### [MATERIAL FOR THE TASK]
+-------+

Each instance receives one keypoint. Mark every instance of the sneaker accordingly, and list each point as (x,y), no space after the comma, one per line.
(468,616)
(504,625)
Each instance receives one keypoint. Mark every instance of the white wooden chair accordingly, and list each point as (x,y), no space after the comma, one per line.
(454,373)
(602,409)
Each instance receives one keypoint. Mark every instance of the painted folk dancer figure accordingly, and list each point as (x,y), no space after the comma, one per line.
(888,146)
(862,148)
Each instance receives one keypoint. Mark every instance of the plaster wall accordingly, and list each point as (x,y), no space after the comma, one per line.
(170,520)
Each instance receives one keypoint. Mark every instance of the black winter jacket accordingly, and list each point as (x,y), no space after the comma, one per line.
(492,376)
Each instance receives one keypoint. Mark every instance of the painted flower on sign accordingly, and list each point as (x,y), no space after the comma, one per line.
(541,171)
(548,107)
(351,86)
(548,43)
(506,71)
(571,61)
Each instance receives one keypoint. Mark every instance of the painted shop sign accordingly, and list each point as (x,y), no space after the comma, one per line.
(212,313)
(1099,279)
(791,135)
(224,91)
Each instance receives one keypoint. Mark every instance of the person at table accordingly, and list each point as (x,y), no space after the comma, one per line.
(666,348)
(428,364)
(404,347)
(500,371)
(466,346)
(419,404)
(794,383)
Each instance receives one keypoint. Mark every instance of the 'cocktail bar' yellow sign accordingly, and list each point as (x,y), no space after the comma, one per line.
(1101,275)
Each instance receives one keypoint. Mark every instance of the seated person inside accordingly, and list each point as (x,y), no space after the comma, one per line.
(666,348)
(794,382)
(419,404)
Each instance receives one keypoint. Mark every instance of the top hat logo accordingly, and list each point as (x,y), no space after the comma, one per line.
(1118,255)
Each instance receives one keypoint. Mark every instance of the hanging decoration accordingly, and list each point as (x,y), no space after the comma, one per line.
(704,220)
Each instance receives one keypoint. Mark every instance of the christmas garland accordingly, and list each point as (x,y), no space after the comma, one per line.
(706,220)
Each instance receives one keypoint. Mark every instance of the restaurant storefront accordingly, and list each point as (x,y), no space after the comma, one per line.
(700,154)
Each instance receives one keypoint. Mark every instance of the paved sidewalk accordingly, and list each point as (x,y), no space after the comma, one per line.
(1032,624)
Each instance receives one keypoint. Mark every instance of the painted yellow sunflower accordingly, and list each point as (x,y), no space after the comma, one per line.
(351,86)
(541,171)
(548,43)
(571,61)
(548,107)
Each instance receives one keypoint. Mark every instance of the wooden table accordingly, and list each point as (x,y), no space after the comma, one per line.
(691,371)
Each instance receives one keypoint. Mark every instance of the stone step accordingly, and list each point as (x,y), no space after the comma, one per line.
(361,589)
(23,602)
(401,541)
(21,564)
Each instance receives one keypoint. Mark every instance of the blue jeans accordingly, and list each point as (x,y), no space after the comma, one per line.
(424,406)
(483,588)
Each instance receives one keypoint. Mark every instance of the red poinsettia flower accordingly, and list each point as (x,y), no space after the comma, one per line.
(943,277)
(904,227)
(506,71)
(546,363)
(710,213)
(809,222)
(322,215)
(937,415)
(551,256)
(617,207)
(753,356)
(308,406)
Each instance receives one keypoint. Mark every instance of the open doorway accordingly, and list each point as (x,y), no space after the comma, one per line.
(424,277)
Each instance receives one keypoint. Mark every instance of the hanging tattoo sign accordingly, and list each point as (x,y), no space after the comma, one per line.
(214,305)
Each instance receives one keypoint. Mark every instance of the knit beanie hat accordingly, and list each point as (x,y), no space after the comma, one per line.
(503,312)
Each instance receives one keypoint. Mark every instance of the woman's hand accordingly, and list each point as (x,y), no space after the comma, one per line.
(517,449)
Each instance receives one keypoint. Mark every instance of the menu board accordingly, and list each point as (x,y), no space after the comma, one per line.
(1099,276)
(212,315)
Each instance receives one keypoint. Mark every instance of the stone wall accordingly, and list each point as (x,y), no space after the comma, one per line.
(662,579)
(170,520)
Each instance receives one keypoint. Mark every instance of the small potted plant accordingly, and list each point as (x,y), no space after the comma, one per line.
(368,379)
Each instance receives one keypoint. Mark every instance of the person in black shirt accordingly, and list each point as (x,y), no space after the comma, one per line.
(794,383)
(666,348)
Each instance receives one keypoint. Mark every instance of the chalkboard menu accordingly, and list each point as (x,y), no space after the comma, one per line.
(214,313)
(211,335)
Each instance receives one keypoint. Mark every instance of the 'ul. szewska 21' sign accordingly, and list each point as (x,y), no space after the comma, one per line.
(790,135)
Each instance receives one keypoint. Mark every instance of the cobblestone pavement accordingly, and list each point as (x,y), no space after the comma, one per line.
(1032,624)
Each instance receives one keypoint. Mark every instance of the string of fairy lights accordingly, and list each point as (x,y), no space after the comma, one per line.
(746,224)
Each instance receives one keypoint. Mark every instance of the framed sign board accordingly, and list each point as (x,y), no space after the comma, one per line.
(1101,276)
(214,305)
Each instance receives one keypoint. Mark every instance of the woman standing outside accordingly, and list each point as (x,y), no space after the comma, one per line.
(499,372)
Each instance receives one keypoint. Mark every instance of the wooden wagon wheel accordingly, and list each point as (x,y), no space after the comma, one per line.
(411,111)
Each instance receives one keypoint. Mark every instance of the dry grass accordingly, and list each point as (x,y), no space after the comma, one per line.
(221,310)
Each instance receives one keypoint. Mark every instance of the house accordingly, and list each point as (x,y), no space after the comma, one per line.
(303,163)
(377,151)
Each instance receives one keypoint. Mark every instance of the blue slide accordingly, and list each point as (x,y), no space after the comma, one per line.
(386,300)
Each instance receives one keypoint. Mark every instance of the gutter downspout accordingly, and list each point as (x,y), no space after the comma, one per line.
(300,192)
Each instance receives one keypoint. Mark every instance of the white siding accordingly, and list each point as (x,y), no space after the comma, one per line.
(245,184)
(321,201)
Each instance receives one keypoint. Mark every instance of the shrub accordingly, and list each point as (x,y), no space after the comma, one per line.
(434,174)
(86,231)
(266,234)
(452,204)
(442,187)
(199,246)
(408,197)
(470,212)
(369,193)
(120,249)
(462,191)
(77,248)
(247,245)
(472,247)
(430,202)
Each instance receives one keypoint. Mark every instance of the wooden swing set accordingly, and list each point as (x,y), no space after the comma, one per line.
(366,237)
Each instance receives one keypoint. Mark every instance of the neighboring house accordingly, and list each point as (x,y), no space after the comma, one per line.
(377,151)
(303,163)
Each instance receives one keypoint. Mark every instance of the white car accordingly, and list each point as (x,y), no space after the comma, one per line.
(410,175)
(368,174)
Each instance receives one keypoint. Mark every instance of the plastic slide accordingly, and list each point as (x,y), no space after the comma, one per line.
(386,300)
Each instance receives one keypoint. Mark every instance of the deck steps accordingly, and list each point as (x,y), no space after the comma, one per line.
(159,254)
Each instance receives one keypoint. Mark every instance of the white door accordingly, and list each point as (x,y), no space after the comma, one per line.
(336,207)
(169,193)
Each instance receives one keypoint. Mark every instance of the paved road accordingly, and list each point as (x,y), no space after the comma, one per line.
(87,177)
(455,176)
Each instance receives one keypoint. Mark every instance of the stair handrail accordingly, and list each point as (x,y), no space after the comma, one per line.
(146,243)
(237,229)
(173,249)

+-------+

### [WORK TO DO]
Set down every line of the listing above again, exactly as given.

### [EXERCISE RESPONSE]
Each instance receives one keypoint. Mark every instance of the sneaker accordingly, and list each point as (x,y), no space after the comma, one per line.
(468,616)
(504,625)
Each instance receives one keypoint. Mark every instance of the white wooden chair accordingly, and list each point as (x,y), no space after the comma, one per line.
(454,373)
(602,409)
Each instance receives one keypoint. Mark every instance of the painted folk dancer figure accordingly, and list each point as (x,y), no space after the comma, one per line.
(888,146)
(862,148)
Each instance receives one keypoint. Mark every instance of the plaster wall accordingly, and list each point as (x,y), no space after the comma, one per line.
(170,520)
Each instance receives one keypoint. Mark every instance of the black winter jacket accordingly, and list each point as (x,y), no space after the comma, one per line.
(492,376)
Each instance receives one keypoint. Mark every instance of the painted flower on sign accordingly, and list each point as (x,y), no space after the comma, one per line.
(541,171)
(548,107)
(351,86)
(548,43)
(506,71)
(571,61)
Each instance receives one keypoint. Mark every instance of the painted shop sign accordingly, and list each point as (x,y), no space after the comma, one per line.
(212,313)
(1099,279)
(791,135)
(224,91)
Each instance receives one keypoint. Mark every instance of the person at table accordingly, and list each point as (x,y), no space after the comma, one per line.
(666,348)
(428,364)
(404,347)
(500,371)
(466,346)
(419,404)
(794,383)
Each instance receives one keypoint. Mark every instance of the 'cocktail bar' yellow sign accordingly, and list each point as (x,y), no space after the comma, one per line.
(1101,275)
Each instance receives one keypoint. Mark every instance of the seated person inside accordingly, and list each point as (x,y), no space after the comma, one per line.
(666,348)
(794,382)
(419,404)
Each instance receives one keypoint. Mark every instance of the top hat logo accordingly, and list each point as (x,y), no space after the comma, one per line.
(1118,255)
Each instance receives one keypoint. Mark every instance of the hanging decoration accordingly, and list each point as (x,y), no space after the comma, one per line.
(704,220)
Each instance receives one keypoint. Mark every instance of the christmas garland accordingly, and list each point as (x,y), no space after the comma, one per line.
(706,220)
Each instance receives one keypoint. Mark every instance of the restaurant storefront accordingly, and list each point as (x,y), no space after the comma, one per line.
(700,154)
Each instance receives one keypoint. Mark every instance of the paved sidewalk accordingly, and list each point as (x,y), no space after the comma, one per line.
(1032,624)
Each instance receives one keypoint. Mark every instance of the painted yellow sunflower accordingly, and list each point as (x,y), no space after the comma, one per line.
(351,86)
(541,171)
(548,43)
(571,61)
(548,107)
Each instance receives one keypoint. Mark every instance of the wooden table accordingly, and list each point as (x,y), no space after the comma, one per line.
(691,371)
Each instance receives one keypoint. Mark every instance of the stone step accordingly, and list each point as (x,y), no space after the comma, one per line.
(361,589)
(23,602)
(401,541)
(21,564)
Each instance receives one keypoint. Mark every instance of the blue jeans accordingly, and list each point as (x,y), no space after the comma, one per line.
(424,406)
(483,588)
Each instance receives one keypoint. Mark every instance of the red poinsettia flower accordingly, and list each point as (x,y), no space after the comma, one per line.
(943,277)
(904,227)
(506,71)
(546,363)
(710,213)
(809,222)
(322,215)
(937,415)
(551,256)
(617,207)
(753,356)
(308,406)
Each instance receives one keypoint. Mark every instance of the open doorway accordingly, and list each point as (x,y), no space after the comma, one per line.
(424,277)
Each instance receives one keypoint. Mark every instance of the hanging tattoo sign accordingly, and list each point as (x,y), no space after the comma, one per line.
(214,305)
Each instance receives one keypoint. Mark every instance of the knit beanie hat accordingly, and list each point as (x,y), no space after the comma, one per line.
(503,312)
Each instance receives one keypoint. Mark every instance of the woman's hand accordingly, and list each point as (x,y), no space after the comma, one per line.
(517,449)
Each instance receives one keypoint. Mark every instance of the menu board accordingly, and list each point as (x,y), no space after the comma, one per line.
(1099,276)
(212,315)
Each instance receives one keypoint. Mark every instance of the stone wall accordingly, and list each point as (x,y), no space after the comma, one per line.
(662,579)
(170,520)
Each instance receives one keypoint. Mark every instance of the small potted plant accordingly, and list each point as (x,y), no space after the comma, one per line.
(368,379)
Each instance receives one keypoint. Mark every instance of the person in black shirt accordingly, and list each point as (x,y), no space after the comma, one per line.
(794,383)
(666,348)
Each instance receives one keypoint. Mark every instance of the chalkboard menu accordingly, and list each point as (x,y), no space after the comma, one per line.
(214,313)
(211,335)
Each instance receives one keypoint. Mark every instance of the 'ul. szewska 21' sign accordingly, and list each point as (x,y), no space after the comma, one per line.
(790,135)
Each instance receives one keypoint. Mark every instance of the cobblestone pavement accordingly, and list each point as (x,y), no space after the comma, one per line.
(1032,624)
Each instance receives one keypoint. Mark every instance of the string of fairy lights accordingly, and list each point as (x,y), no space after the comma, one per line.
(746,224)
Each instance receives one keypoint. Mark every instance of the framed sign board accordingly, and list each point as (x,y), no space after the comma, one per line.
(1101,276)
(214,305)
Each instance receives one keypoint. Mark every instance of the woman standing outside accordingly, and list each point as (x,y), no space after the comma, one per line.
(499,372)
Each instance receives one keypoint. Mark every instance of the wooden wagon wheel accordingly, and list each point as (x,y), no space after the comma, one per line.
(411,111)
Each instance receives one keypoint. Mark every instance of the dry grass accordingly, and list each point as (x,y), no space after the comma, one per line.
(221,310)
Each instance receives one keypoint. Mark every instance of the house accordingly, and list each point as (x,y), no space after the comma, one per line.
(303,163)
(377,151)
Each instance receives one keypoint. Mark every instance of the blue slide accordingly, and list each point as (x,y), no space after the comma, one per line.
(386,300)
Each instance receives one keypoint. Mark every instance of the gutter downspout accordingly, and list each point as (x,y), no space after the comma, one per line.
(300,192)
Each instance receives one keypoint. Mark every instance of the white siding accordingly, and list each point as (x,y), no space after the comma, one per line.
(245,184)
(321,201)
Each instance receives one keypoint. Mark every instance of the shrub accordingly, and list each point as (x,y), no space after the comma, one per line.
(434,174)
(86,231)
(266,234)
(452,204)
(442,187)
(199,246)
(408,197)
(470,212)
(369,193)
(120,249)
(462,191)
(77,248)
(247,245)
(472,247)
(430,202)
Each instance receives one keypoint. Mark every instance of the wooden swing set accordingly, and list each point as (x,y), no space after the comma, one per line.
(366,237)
Each instance receives one keypoint. Mark every instance of the neighboring house accordingly, and list each point as (x,y), no space after the comma, one per line.
(377,151)
(303,163)
Each instance receives one keypoint. Mark every instance of the white car accordingly, and list each point as (x,y), no space after the comma, one per line.
(410,175)
(368,174)
Each instance receives one keypoint. Mark every instance of the plastic slide accordingly, and list each point as (x,y), no space after the comma, one per line.
(386,300)
Each instance receives one keypoint. Mark every instance of the deck steps accordingly, and list each point as (x,y), no space after the comma, one per line.
(159,254)
Each instance receives one keypoint. Mark every instance of the white door accordingly, and list each point as (x,y), no space after the comma, one per line.
(336,207)
(169,193)
Each instance receives one keypoint. Mark every instance of the paved road accordingly, and list each point as (x,y), no space after the comma, one per line.
(87,177)
(455,176)
Each instance receives one keypoint. Mark every instance of the stair handrail accordingly, and list each point as (x,y), no space after the comma, one per line.
(146,243)
(237,229)
(173,249)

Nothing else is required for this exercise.